>> START Dataset entries

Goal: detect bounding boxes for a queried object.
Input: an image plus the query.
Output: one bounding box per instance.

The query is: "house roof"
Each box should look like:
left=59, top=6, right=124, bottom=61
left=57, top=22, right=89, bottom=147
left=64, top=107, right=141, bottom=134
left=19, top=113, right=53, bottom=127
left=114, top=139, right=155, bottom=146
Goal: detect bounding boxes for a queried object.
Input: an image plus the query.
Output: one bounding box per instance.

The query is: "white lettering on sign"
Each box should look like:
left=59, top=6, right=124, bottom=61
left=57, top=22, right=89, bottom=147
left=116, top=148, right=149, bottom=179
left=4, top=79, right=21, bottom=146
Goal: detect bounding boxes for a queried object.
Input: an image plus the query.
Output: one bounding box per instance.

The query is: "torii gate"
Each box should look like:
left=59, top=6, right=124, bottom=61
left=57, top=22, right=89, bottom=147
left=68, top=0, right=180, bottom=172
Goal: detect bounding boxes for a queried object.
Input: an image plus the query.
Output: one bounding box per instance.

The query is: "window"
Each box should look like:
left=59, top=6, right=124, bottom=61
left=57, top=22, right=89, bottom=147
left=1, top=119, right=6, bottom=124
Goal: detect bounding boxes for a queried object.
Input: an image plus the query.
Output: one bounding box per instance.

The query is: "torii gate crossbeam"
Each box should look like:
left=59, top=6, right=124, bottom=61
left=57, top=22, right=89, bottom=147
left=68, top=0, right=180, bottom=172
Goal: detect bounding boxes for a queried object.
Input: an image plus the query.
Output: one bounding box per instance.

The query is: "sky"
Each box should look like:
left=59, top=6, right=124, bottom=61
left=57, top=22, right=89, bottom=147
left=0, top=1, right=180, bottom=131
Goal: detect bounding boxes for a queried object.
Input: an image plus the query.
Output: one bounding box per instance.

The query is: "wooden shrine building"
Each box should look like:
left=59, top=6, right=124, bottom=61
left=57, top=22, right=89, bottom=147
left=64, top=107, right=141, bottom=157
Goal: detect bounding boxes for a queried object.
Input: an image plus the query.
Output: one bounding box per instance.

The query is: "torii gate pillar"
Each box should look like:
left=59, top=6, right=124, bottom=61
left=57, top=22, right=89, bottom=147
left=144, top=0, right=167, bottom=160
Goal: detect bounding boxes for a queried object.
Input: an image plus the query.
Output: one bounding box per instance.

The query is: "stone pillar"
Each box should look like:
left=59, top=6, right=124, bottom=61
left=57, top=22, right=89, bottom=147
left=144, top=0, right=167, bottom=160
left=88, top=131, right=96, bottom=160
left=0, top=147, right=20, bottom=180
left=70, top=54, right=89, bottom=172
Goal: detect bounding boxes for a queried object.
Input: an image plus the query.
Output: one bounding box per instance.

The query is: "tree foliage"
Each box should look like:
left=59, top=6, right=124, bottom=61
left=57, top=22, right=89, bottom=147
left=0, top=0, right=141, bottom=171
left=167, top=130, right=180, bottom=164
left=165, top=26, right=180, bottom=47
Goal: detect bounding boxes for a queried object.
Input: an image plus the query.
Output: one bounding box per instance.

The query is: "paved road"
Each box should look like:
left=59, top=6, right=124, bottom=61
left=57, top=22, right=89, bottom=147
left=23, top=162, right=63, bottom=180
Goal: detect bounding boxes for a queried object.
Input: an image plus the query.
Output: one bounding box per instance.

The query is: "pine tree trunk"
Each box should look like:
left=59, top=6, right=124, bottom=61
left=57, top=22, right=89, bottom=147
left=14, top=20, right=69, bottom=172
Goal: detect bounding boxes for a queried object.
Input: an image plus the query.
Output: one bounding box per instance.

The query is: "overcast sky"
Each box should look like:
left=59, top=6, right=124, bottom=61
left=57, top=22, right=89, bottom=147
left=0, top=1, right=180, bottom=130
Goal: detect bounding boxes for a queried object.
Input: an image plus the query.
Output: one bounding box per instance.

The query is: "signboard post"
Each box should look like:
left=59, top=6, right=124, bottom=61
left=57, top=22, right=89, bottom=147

>> END Dataset entries

Written problem: Change "one bounding box per instance" to "a separate bounding box for each instance" in every item above, leaving all other text as it is.

Completed task:
Goal: detect bounding boxes for a queried object.
Input: an image plus the query.
Output: a separate bounding box for each instance.

The query is: "house roof"
Each box should look like:
left=59, top=6, right=124, bottom=61
left=57, top=22, right=89, bottom=147
left=64, top=107, right=141, bottom=134
left=19, top=113, right=53, bottom=127
left=114, top=139, right=155, bottom=146
Goal: detect bounding boxes for a queried object.
Input: an image plus the query.
Output: a separate bounding box for each instance.

The query is: "white lettering on sign"
Each box should look like:
left=59, top=6, right=124, bottom=61
left=57, top=22, right=89, bottom=147
left=116, top=148, right=149, bottom=179
left=4, top=79, right=21, bottom=146
Goal: detect bounding boxes for a queried object.
Input: an image plus the query.
Output: a separate bounding box for each instance.

The query is: "torii gate"
Each box should look like:
left=59, top=6, right=124, bottom=61
left=57, top=22, right=89, bottom=147
left=68, top=0, right=180, bottom=172
Goal: detect bounding boxes for a queried object.
Input: an image plus the query.
Output: a separate bounding box for each instance.

The query is: "window"
Each box should look like:
left=59, top=6, right=124, bottom=61
left=57, top=22, right=89, bottom=147
left=1, top=119, right=6, bottom=124
Goal: detect bounding boxes for a queried object.
Input: an image plus the query.
Output: a separate bounding box for each instance.

The query is: "torii gate crossbeam"
Each box should look like:
left=59, top=6, right=124, bottom=61
left=57, top=22, right=89, bottom=147
left=68, top=0, right=180, bottom=172
Goal: detect bounding boxes for a queried object.
Input: an image plus the query.
Output: a separate bounding box for each instance.

The query is: "sky"
Each box should look like:
left=59, top=6, right=124, bottom=61
left=57, top=22, right=89, bottom=147
left=0, top=1, right=180, bottom=131
Goal: detect bounding boxes for a queried object.
Input: an image plus the query.
Output: a separate bounding box for each instance.

The query is: "wooden shrine building"
Each box should look like:
left=59, top=6, right=124, bottom=61
left=57, top=22, right=89, bottom=147
left=64, top=107, right=141, bottom=157
Goal: detect bounding boxes for a queried object.
Input: an image plus the query.
Output: a separate bounding box for each instance.

The query is: "torii gate pillar"
Each box should look like:
left=59, top=6, right=124, bottom=61
left=57, top=22, right=89, bottom=147
left=144, top=0, right=167, bottom=160
Goal: detect bounding boxes for a queried object.
Input: an image plus the query.
Output: a separate bounding box for each instance.

The query is: "stone pillar"
Each box should look like:
left=59, top=6, right=124, bottom=61
left=57, top=22, right=89, bottom=147
left=144, top=0, right=167, bottom=160
left=88, top=131, right=96, bottom=160
left=0, top=147, right=20, bottom=180
left=70, top=54, right=89, bottom=172
Goal: detect bounding boxes for a queried object.
Input: an image plus the query.
Output: a separate bounding box for each instance.

The query is: "tree foliage"
Each box should look like:
left=59, top=6, right=124, bottom=61
left=57, top=22, right=89, bottom=147
left=0, top=0, right=141, bottom=171
left=167, top=130, right=180, bottom=164
left=165, top=26, right=180, bottom=47
Goal: detect bounding boxes for a queried object.
Input: an image plus the query.
Output: a separate bounding box for each instance.

The query is: "paved road"
Each box should look like:
left=59, top=6, right=124, bottom=61
left=57, top=22, right=89, bottom=147
left=23, top=162, right=63, bottom=180
Goal: detect bounding boxes for a queried object.
Input: an image plus the query.
Output: a separate bounding box for each instance.

The query is: "pine tree trunk"
Each box should look like:
left=59, top=6, right=124, bottom=61
left=57, top=22, right=89, bottom=147
left=14, top=20, right=69, bottom=172
Goal: detect bounding boxes for a queried object.
Input: an image plus the query.
Output: a separate bounding box for each instance.

The query is: "overcast sky"
Each box should look like:
left=59, top=6, right=124, bottom=61
left=57, top=22, right=89, bottom=147
left=0, top=1, right=180, bottom=130
Goal: detect bounding boxes for a queried object.
Input: an image plus the query.
Output: a separate bounding box for each instance.

The query is: "signboard post"
Each box should look like:
left=59, top=6, right=124, bottom=61
left=57, top=22, right=89, bottom=147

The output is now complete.